Notwithabang… is a fugitive and a milquetoast
August 30, 2007
Mister Notwithabang… woke up late this morning. Forgoing his traditional tea and digestives (McVities), he ran to catch the bus. Though he made it to the bus stop in record time, with his book-bag swinging wildly behind him, the incoming bus did not stop, driving past without even a hint of slowing down. Whether this was because the bus could not slow down for fear of triggering an explosive, or because the bus driver figured that shortening the ride of the current passengers outweighed the happiness granted by stopping down for one rider, was unclear. The outcome was the same; despite his best efforts, Notwithabang… was late and getting later.

|---|

*Questions*
A – In the post about the missed bus, what did Notwithabang… skip when he woke up late?
B – Copy word for word the part of the post about the missed bus from "Notwithabang… is a" to "and getting later.".

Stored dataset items

|---|

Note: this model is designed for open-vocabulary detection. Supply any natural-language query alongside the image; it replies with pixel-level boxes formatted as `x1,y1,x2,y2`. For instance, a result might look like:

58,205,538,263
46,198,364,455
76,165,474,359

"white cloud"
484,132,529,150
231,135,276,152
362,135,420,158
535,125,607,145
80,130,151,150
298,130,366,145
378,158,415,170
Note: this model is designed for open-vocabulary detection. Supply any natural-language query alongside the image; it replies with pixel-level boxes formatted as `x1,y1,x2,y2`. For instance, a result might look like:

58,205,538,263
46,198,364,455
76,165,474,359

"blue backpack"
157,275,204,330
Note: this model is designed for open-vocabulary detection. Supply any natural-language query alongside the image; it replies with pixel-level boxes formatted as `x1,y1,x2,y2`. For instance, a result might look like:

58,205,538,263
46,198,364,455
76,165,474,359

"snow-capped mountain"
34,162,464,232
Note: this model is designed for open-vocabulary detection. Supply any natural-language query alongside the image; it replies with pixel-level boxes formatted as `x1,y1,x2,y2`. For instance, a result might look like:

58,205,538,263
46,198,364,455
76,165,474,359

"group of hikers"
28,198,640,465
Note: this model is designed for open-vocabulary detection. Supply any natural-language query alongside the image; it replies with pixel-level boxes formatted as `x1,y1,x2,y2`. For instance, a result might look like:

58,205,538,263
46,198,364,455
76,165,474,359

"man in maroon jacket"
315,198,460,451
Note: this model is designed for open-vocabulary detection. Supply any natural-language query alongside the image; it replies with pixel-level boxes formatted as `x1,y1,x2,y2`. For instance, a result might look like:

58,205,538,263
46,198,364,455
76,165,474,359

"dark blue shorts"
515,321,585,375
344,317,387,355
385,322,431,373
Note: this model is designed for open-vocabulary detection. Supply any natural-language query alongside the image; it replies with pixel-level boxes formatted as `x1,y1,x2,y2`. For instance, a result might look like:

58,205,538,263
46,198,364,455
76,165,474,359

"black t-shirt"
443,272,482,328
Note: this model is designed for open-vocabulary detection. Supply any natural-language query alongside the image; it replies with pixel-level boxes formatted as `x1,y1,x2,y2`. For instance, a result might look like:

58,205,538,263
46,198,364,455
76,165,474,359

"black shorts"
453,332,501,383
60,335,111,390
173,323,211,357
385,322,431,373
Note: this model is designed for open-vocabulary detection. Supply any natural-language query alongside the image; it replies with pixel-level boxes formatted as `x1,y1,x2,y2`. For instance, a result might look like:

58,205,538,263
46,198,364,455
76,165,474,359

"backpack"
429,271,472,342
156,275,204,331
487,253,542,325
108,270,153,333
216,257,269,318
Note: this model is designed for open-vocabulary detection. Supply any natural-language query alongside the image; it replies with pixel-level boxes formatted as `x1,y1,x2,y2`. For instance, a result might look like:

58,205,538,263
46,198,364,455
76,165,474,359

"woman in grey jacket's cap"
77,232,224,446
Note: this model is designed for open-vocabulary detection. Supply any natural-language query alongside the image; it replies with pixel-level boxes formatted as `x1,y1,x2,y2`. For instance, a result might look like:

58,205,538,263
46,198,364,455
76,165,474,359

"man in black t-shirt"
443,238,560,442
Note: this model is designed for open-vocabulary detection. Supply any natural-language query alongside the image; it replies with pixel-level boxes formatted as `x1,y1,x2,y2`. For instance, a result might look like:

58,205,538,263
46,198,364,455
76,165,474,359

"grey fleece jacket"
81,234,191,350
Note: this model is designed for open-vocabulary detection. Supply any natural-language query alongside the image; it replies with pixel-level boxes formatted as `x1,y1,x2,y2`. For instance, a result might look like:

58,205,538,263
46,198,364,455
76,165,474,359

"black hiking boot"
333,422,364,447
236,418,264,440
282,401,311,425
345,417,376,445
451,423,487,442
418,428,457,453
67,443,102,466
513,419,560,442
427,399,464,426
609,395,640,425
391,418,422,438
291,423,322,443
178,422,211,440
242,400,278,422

|---|

*Task answers*
A – His traditional tea and digestives (McVities).

B –
Notwithabang… is a fugitive and a milquetoast
August 30, 2007
Mister Notwithabang… woke up late this morning. Forgoing his traditional tea and digestives (McVities), he ran to catch the bus. Though he made it to the bus stop in record time, with his book-bag swinging wildly behind him, the incoming bus did not stop, driving past without even a hint of slowing down. Whether this was because the bus could not slow down for fear of triggering an explosive, or because the bus driver figured that shortening the ride of the current passengers outweighed the happiness granted by stopping down for one rider, was unclear. The outcome was the same; despite his best efforts, Notwithabang… was late and getting later.